─── Halaman

Jakarta, Aktual.com – Pemerintah belum merumuskan kebijakan dan regulasi baru untuk mengatasi permasalahan pembebasan lahan sebagai keperluan pembangunan pembangkit listrik. Selama ini, permasalah pembebasan lahan dipandang banyak pihak sebagai sandungan utama hingga menyebabkan proyek 35.000 MG diperkirakan menjadi terlambat dari target yang diharapkan.
Namun kendati tidak ada kebijakan baru, Dirjen Ketenagalistrikan Kementerian Energi dan Sumber Daya Mineral (ESDM), Jarman masih yakin melalui Peraturan Presiden Nomor 4 Tahun 2016 dan UU Nomor 2 Tahun 2014, pembebasan lahan bisa teratasi dengan baik.

──────

Tugas 1:
Menurut berita tentang pembebasan lahan, peraturan presiden mana yang diyakini Jarman dapat membuat pembebasan lahan teratasi dengan baik?
Berita di atas tidak berhubungan dengan baris-baris data.

─── Data Tersedia

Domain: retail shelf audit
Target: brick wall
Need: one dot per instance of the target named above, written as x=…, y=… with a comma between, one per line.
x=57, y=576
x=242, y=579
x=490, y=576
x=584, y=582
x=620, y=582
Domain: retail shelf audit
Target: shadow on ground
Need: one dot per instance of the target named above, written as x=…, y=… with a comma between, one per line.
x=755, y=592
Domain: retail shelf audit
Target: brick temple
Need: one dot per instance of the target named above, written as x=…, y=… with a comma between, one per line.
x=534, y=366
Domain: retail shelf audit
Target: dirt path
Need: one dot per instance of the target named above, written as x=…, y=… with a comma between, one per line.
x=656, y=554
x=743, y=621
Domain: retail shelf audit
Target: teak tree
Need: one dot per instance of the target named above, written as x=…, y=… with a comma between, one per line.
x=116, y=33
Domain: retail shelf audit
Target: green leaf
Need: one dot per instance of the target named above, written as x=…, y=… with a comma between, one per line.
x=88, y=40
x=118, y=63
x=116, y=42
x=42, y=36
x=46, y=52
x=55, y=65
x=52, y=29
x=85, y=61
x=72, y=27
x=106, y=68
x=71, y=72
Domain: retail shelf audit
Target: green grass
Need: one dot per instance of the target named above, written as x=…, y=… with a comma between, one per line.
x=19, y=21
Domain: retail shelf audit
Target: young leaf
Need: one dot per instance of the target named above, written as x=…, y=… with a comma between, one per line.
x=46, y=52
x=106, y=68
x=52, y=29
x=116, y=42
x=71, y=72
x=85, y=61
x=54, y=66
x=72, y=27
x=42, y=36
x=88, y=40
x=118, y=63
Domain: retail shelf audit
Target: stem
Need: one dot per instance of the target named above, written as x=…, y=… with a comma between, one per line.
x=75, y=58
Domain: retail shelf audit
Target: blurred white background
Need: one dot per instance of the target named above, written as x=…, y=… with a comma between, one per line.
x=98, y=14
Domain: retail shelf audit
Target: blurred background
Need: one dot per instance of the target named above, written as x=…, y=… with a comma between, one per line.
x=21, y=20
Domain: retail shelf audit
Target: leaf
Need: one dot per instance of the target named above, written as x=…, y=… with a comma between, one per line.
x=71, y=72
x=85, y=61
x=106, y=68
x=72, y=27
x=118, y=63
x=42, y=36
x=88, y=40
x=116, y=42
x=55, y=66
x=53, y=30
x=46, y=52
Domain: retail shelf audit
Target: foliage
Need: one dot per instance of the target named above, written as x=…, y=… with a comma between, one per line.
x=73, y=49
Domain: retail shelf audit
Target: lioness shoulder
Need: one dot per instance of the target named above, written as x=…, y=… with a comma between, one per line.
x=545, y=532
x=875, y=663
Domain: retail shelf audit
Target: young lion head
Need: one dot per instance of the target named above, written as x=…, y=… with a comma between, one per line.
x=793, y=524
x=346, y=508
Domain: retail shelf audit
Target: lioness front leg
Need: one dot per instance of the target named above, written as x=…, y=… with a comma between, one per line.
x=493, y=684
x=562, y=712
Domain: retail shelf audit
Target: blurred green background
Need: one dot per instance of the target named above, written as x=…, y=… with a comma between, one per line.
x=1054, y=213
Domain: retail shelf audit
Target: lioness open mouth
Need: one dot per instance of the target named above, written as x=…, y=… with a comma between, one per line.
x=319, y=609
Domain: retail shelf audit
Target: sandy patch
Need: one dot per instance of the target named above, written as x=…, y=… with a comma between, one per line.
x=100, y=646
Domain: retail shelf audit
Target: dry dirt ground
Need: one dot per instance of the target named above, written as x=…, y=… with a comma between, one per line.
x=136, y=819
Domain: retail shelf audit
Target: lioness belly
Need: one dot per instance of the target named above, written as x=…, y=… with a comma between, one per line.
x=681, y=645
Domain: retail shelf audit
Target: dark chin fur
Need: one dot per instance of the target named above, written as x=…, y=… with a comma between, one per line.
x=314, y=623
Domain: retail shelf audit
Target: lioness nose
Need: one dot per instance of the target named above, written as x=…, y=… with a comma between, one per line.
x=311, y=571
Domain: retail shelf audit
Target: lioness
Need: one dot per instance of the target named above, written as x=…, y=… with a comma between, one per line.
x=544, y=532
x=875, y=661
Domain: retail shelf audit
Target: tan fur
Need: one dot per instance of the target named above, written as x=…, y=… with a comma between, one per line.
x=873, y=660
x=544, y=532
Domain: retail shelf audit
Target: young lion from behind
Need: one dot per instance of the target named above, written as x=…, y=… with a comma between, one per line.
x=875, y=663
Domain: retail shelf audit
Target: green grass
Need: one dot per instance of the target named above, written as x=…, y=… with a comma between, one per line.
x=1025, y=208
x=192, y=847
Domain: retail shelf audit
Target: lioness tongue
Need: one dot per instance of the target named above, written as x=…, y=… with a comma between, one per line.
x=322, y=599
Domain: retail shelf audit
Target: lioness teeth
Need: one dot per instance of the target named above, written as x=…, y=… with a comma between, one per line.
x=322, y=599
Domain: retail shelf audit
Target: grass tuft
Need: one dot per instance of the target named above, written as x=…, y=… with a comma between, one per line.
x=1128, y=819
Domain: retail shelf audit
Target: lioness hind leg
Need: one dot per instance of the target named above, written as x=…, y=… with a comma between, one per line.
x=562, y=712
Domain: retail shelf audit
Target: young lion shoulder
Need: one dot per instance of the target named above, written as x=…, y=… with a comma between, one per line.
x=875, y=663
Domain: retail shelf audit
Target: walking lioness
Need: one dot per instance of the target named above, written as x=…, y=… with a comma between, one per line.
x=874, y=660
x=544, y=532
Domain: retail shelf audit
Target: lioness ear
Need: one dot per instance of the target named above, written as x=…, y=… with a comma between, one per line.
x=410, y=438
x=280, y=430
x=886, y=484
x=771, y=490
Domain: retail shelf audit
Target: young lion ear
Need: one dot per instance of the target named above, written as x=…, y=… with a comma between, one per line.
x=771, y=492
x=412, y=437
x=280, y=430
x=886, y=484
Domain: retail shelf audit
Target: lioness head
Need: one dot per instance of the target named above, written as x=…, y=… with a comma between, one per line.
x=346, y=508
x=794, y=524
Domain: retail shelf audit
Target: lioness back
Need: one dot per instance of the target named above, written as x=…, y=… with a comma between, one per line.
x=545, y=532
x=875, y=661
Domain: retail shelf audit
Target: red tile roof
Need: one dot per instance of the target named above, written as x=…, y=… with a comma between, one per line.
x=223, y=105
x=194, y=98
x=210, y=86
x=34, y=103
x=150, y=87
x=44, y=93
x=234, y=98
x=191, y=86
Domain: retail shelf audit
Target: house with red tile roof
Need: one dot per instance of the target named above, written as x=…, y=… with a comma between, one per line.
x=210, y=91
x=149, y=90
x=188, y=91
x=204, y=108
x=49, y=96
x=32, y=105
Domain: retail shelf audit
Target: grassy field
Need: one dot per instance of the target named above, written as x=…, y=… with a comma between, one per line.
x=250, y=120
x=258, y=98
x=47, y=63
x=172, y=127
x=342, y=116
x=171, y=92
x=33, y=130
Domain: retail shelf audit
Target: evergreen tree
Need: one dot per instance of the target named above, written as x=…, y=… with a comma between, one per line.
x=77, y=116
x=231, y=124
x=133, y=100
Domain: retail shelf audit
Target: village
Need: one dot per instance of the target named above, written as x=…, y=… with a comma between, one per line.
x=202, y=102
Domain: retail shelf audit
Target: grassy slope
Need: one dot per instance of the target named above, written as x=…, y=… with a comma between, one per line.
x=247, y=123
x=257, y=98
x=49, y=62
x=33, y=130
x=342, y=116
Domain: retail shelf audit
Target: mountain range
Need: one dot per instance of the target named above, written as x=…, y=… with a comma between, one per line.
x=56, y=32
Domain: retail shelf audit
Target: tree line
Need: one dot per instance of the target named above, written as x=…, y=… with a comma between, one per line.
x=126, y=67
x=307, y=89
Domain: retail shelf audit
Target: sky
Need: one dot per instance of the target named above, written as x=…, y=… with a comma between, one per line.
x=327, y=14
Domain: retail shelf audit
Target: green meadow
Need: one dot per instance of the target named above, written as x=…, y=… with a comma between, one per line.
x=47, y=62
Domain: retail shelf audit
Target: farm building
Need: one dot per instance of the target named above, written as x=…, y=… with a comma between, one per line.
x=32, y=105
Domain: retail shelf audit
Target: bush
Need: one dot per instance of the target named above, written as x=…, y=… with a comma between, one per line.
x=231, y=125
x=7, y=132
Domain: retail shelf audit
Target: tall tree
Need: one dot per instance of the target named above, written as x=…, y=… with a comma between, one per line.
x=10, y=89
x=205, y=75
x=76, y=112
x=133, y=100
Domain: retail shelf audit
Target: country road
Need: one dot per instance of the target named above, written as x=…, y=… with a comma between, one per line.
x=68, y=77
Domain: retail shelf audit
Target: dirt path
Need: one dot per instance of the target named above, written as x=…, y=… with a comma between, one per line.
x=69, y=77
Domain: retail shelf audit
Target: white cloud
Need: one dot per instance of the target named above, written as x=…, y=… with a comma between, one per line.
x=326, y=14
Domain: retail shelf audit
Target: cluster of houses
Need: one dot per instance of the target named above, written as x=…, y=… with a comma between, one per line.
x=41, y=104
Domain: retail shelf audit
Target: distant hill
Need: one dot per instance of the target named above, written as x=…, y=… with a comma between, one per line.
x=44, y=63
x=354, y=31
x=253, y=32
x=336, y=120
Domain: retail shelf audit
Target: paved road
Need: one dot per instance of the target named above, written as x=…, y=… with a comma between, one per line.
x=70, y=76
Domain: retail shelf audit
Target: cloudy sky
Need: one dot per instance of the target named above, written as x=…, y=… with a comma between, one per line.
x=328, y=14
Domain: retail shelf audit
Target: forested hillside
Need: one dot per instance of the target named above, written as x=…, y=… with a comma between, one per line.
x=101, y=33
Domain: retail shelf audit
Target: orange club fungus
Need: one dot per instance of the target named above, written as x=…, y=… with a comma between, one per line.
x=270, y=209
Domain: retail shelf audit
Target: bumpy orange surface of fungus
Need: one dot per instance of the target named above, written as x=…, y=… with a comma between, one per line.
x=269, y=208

──────

Tugas 2:
Cetak ulang baris-baris data tanpa perubahan sedikit pun. Mulailah dari baris pertama data dan berhentilah pada baris yang memuat "x=743, y=621", dengan kedua baris batas itu ikut dicetak.

Contoh Jawaban 1:
Peraturan Presiden Nomor 4 Tahun 2016.

Contoh Jawaban 2:
Domain: retail shelf audit
Target: brick wall
Need: one dot per instance of the target named above, written as x=…, y=… with a comma between, one per line.
x=57, y=576
x=242, y=579
x=490, y=576
x=584, y=582
x=620, y=582
Domain: retail shelf audit
Target: shadow on ground
Need: one dot per instance of the target named above, written as x=…, y=… with a comma between, one per line.
x=755, y=592
Domain: retail shelf audit
Target: brick temple
Need: one dot per instance of the target named above, written as x=…, y=… with a comma between, one per line.
x=534, y=366
Domain: retail shelf audit
Target: dirt path
Need: one dot per instance of the target named above, written as x=…, y=… with a comma between, one per line.
x=656, y=554
x=743, y=621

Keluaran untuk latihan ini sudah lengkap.